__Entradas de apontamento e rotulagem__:
○ ○ ○

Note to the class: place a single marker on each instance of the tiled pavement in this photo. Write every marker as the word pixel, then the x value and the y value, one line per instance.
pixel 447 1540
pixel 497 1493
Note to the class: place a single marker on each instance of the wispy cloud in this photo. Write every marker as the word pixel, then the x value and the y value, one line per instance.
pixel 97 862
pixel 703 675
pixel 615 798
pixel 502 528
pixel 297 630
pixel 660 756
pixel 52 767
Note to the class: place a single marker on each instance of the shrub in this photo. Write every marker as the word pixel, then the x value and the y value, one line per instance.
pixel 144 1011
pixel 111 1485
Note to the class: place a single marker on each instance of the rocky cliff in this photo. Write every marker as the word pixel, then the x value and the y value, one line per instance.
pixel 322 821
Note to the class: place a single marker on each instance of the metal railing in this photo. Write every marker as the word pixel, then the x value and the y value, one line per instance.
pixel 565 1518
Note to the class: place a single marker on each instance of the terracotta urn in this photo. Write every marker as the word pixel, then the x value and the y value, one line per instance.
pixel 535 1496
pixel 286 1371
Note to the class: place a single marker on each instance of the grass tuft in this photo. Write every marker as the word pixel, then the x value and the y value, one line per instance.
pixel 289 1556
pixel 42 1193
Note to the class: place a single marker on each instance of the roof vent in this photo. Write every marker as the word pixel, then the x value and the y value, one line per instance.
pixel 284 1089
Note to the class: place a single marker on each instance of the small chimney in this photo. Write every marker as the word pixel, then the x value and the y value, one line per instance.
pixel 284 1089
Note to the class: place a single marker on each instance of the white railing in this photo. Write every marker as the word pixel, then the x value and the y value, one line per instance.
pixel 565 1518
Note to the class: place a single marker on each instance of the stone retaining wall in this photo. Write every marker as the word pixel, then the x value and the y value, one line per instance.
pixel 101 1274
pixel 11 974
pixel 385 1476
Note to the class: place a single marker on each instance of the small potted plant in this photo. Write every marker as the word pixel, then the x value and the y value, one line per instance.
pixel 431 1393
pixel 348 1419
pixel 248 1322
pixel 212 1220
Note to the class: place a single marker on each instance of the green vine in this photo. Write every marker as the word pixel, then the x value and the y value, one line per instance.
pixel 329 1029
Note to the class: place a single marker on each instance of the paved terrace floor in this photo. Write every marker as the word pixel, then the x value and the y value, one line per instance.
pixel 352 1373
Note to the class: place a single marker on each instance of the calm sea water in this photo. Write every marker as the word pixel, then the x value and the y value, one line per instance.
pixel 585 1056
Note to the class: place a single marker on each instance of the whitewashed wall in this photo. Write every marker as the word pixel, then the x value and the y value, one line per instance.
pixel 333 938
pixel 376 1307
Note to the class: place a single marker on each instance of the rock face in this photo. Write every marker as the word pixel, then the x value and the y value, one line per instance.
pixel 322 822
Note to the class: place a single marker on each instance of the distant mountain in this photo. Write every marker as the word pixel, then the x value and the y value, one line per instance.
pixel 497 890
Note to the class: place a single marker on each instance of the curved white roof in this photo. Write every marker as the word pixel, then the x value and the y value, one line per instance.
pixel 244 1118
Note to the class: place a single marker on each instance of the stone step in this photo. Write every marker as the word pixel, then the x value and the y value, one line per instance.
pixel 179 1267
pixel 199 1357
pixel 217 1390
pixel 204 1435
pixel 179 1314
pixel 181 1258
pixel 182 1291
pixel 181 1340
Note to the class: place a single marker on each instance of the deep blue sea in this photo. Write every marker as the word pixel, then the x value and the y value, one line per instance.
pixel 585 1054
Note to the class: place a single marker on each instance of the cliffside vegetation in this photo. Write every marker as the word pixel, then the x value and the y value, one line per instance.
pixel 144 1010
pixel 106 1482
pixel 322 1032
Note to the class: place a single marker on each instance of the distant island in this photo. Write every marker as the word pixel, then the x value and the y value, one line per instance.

○ ○ ○

__TAREFA__: Repita todas as linhas dos dados acima, sem nenhuma alteração.

__RESPOSTA FINAL__:
Note to the class: place a single marker on each instance of the tiled pavement in this photo. Write every marker as the word pixel, then the x value and the y value, one line per instance.
pixel 447 1540
pixel 497 1493
Note to the class: place a single marker on each instance of the wispy cloud in this photo. Write every marker as the word pixel, then the x value and the y value, one line per instance.
pixel 97 862
pixel 703 675
pixel 615 798
pixel 502 528
pixel 297 630
pixel 660 756
pixel 52 767
Note to the class: place a single marker on each instance of the shrub in this photo. Write every marker as the word pixel, then the x value and the y value, one line per instance.
pixel 144 1011
pixel 111 1485
Note to the class: place a single marker on each instance of the rocky cliff in this photo. Write every marker as the word pixel, then the x value and the y value, one line per instance.
pixel 322 821
Note to the class: place a single marker on each instance of the metal railing in this photo. Write every marker as the word pixel, then the x value and the y value, one line per instance.
pixel 565 1518
Note to the class: place a single marker on each instance of the terracotta urn in this photo. Write every marker as the word pixel, then the x value and the y value, one line per instance.
pixel 535 1496
pixel 286 1371
Note to the class: place a single marker on each instance of the grass tuft in this photo. Write every marker as the word pixel, then the x value and the y value, one line per instance.
pixel 289 1556
pixel 42 1193
Note to the class: place a single marker on each instance of the roof vent in this photo. Write every marker as the word pixel, then the x value and the y value, one line per instance.
pixel 284 1089
Note to the class: place a single marker on each instance of the small chimney in this photo. Write every marker as the word pixel, then the x value and the y value, one line per instance.
pixel 284 1089
Note to the class: place a single marker on each instance of the white railing in this photo. Write every marker as the word pixel, then the x value and the y value, one line per instance.
pixel 565 1518
Note to the class: place a single marker on each instance of the stone retaining wall in this photo. Write every marker as the word pixel, then the x value and the y value, one line per instance.
pixel 101 1274
pixel 11 974
pixel 385 1476
Note to the class: place a single marker on each instance of the small potted plant in this photo. Write every marker as the word pixel, then the x value and the y value, one line per instance.
pixel 431 1393
pixel 348 1419
pixel 248 1322
pixel 212 1220
Note to the class: place a single marker on each instance of the green vine in this photo. Write every marker as the word pixel, then the x value and the y value, one line per instance.
pixel 329 1029
Note to the class: place a single marker on each instance of the paved terrace floor in this photo. Write every marker as the word pixel, then the x value and the y value, one line per instance.
pixel 352 1373
Note to the class: place a single marker on each instance of the calm sea water in this photo. Write every marker as the word pixel, then the x value and the y value, one line per instance.
pixel 585 1056
Note to the class: place a single marker on each instance of the whitewashed wall in this photo. Write every marker as the word pixel, then the x value and the y value, one line per instance.
pixel 333 938
pixel 376 1307
Note to the class: place a single marker on each instance of the rock face in this photo. Write every marker as the word pixel, then the x value and the y value, one line per instance.
pixel 322 822
Note to the class: place a single marker on each instance of the distant mountain in this photo. Write every marker as the word pixel, then the x value and the y value, one line per instance.
pixel 497 890
Note to the class: place a single marker on each instance of the curved white roof in this photo. Write every marker as the word pixel, then the x value and the y value, one line per instance.
pixel 244 1118
Note to the class: place a single marker on each instance of the stone step in this photo. Write every marker as the word pixel, then the x value and the y value, one line per instance.
pixel 179 1267
pixel 199 1357
pixel 217 1390
pixel 204 1435
pixel 179 1314
pixel 181 1258
pixel 182 1291
pixel 181 1340
Note to the class: place a single marker on each instance of the deep blue sea in this photo. Write every marker as the word pixel, then the x value and the y value, one line per instance.
pixel 585 1054
Note to the class: place a single marker on each instance of the cliffside vegetation in this photo. Write every marker as the word pixel, then the x value and the y value, one line per instance.
pixel 144 1010
pixel 106 1482
pixel 322 1032
Note to the class: place a single marker on each instance of the distant island in this photo. Write every marker as the word pixel, then the x value and the y value, one line per instance.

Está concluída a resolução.